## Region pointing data
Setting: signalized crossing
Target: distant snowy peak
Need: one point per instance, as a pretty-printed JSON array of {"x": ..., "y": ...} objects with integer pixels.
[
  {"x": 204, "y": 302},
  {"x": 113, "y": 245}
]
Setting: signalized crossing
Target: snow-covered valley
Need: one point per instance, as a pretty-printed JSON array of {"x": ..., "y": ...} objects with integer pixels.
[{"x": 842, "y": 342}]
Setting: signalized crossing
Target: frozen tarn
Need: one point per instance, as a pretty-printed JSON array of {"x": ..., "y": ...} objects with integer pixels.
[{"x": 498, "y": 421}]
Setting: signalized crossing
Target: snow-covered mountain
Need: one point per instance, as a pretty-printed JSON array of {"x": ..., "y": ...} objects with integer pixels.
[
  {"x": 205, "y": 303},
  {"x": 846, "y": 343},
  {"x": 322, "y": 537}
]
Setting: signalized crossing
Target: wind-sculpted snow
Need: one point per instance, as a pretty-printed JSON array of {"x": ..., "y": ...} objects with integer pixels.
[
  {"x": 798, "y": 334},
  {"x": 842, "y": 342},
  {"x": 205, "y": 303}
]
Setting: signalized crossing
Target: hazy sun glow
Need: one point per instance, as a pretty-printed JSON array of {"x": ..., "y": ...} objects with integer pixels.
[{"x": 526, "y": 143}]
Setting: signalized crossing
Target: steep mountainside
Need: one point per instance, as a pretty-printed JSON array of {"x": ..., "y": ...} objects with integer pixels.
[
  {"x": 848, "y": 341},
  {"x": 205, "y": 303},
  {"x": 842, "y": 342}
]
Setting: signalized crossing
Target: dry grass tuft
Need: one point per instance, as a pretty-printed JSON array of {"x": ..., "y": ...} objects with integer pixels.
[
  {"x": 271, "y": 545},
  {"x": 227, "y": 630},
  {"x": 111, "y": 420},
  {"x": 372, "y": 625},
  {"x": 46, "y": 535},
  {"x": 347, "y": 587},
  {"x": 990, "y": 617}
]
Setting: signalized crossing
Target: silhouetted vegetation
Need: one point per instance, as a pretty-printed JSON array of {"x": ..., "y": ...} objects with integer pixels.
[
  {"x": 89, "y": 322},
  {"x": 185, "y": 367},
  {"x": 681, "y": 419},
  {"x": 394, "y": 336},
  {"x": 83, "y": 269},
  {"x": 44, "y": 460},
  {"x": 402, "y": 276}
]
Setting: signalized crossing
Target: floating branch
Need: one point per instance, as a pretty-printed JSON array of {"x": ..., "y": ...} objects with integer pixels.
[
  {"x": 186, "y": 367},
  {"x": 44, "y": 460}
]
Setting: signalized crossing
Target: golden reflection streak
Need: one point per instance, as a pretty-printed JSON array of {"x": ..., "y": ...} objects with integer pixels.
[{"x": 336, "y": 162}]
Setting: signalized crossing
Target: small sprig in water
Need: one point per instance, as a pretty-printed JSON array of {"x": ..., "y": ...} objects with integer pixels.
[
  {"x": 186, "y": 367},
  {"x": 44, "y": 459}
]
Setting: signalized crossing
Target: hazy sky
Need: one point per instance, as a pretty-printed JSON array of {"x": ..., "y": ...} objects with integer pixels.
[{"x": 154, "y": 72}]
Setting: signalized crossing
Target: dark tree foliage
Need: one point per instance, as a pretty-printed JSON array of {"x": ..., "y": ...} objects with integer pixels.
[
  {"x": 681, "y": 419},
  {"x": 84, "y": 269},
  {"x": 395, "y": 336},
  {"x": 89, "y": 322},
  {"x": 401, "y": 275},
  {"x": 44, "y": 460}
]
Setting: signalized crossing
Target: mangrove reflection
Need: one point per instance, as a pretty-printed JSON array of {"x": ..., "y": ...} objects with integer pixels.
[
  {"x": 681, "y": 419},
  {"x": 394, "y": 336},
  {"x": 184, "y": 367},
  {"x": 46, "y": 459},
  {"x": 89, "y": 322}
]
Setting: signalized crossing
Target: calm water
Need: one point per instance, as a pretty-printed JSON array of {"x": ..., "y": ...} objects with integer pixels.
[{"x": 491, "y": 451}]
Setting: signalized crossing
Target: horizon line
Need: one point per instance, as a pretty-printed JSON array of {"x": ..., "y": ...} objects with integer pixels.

## Work to complete
Give the data again, exactly as it stands.

## Answer space
Setting: signalized crossing
Target: distant snowy peak
Need: one point per instance, as a pretty-printed JSON array of {"x": ..., "y": ...} objects with integer pixels.
[
  {"x": 204, "y": 302},
  {"x": 113, "y": 245}
]
Setting: signalized crossing
Target: snow-covered valley
Need: one point per instance, as a pretty-printed JSON array of {"x": ..., "y": ...} objects with integer pixels.
[{"x": 842, "y": 342}]
Setting: signalized crossing
Target: frozen tarn
Need: one point per instance, as a pretty-printed JSON array of {"x": ..., "y": ...} objects with integer pixels.
[{"x": 498, "y": 421}]
Setting: signalized crossing
Target: snow-covered mountain
Need: one point per instance, as a pretty-printed JSON array of {"x": ..., "y": ...} objects with integer pixels.
[
  {"x": 205, "y": 303},
  {"x": 846, "y": 343},
  {"x": 322, "y": 537}
]
Setting: signalized crossing
Target: wind-sculpted snow
Need: one point per instance, as a pretty-printed JSON array of {"x": ..., "y": ...} objects with integer pixels.
[
  {"x": 798, "y": 334},
  {"x": 842, "y": 342},
  {"x": 205, "y": 303}
]
Setting: signalized crossing
Target: hazy sun glow
Need: one point per instance, as a pretty-printed JSON array of {"x": ..., "y": ...} objects with integer pixels.
[{"x": 526, "y": 143}]
Setting: signalized crossing
Target: steep mountainside
Need: one point per instance, as a pretty-printed JSON array of {"x": ..., "y": ...} objects with integer pixels.
[
  {"x": 848, "y": 341},
  {"x": 205, "y": 303},
  {"x": 842, "y": 342}
]
Setting: signalized crossing
Target: dry grass tuft
Need: one point per instance, as a pretty-printed JSON array of {"x": ..., "y": ...} objects with integer pixels.
[
  {"x": 271, "y": 545},
  {"x": 227, "y": 630},
  {"x": 111, "y": 420},
  {"x": 372, "y": 625},
  {"x": 46, "y": 535},
  {"x": 347, "y": 587},
  {"x": 990, "y": 617}
]
Setting: signalized crossing
Target: silhouetted vegetation
Need: one point per instance, as a pretty-printed JSON array of {"x": ..., "y": ...} objects with integer pixels.
[
  {"x": 89, "y": 322},
  {"x": 185, "y": 367},
  {"x": 681, "y": 419},
  {"x": 394, "y": 336},
  {"x": 83, "y": 269},
  {"x": 44, "y": 460},
  {"x": 402, "y": 276}
]
Setting: signalized crossing
Target: floating branch
Need: one point per instance, as a pretty-printed JSON array of {"x": ..., "y": ...} objects with integer pixels.
[
  {"x": 186, "y": 367},
  {"x": 44, "y": 460}
]
Setting: signalized crossing
Target: golden reflection streak
Need: one point per instance, as a pretty-printed JSON array of {"x": ..., "y": ...} objects with integer pixels.
[{"x": 336, "y": 162}]
Setting: signalized crossing
Target: small sprig in water
Need: one point per instance, as a pretty-printed JSON array of {"x": ..., "y": ...} objects with integer pixels.
[
  {"x": 186, "y": 367},
  {"x": 44, "y": 459}
]
Setting: signalized crossing
Target: hazy sky
Need: one point per instance, as a pretty-printed JSON array of {"x": ..., "y": ...} objects with integer pixels.
[{"x": 154, "y": 72}]
Setting: signalized crossing
Target: dark tree foliage
Need: one point per instance, as a pretty-printed JSON array of {"x": ..., "y": ...} objects with integer pixels.
[
  {"x": 681, "y": 419},
  {"x": 84, "y": 269},
  {"x": 395, "y": 336},
  {"x": 89, "y": 322},
  {"x": 401, "y": 275},
  {"x": 44, "y": 460}
]
Setting: signalized crossing
Target: mangrove reflection
Need: one point per instance, as a pretty-printed JSON array of {"x": ..., "y": ...} objects with integer pixels.
[
  {"x": 681, "y": 419},
  {"x": 394, "y": 336},
  {"x": 184, "y": 367},
  {"x": 46, "y": 459},
  {"x": 89, "y": 322}
]
Setting: signalized crossing
Target: calm water
Need: one point per instance, as a pretty-printed JSON array of {"x": ..., "y": ...} objects with integer pixels.
[{"x": 491, "y": 451}]
Setting: signalized crossing
Target: horizon line
Need: one point per instance, as a pretty-printed JSON array of {"x": ..., "y": ...} objects with integer pixels.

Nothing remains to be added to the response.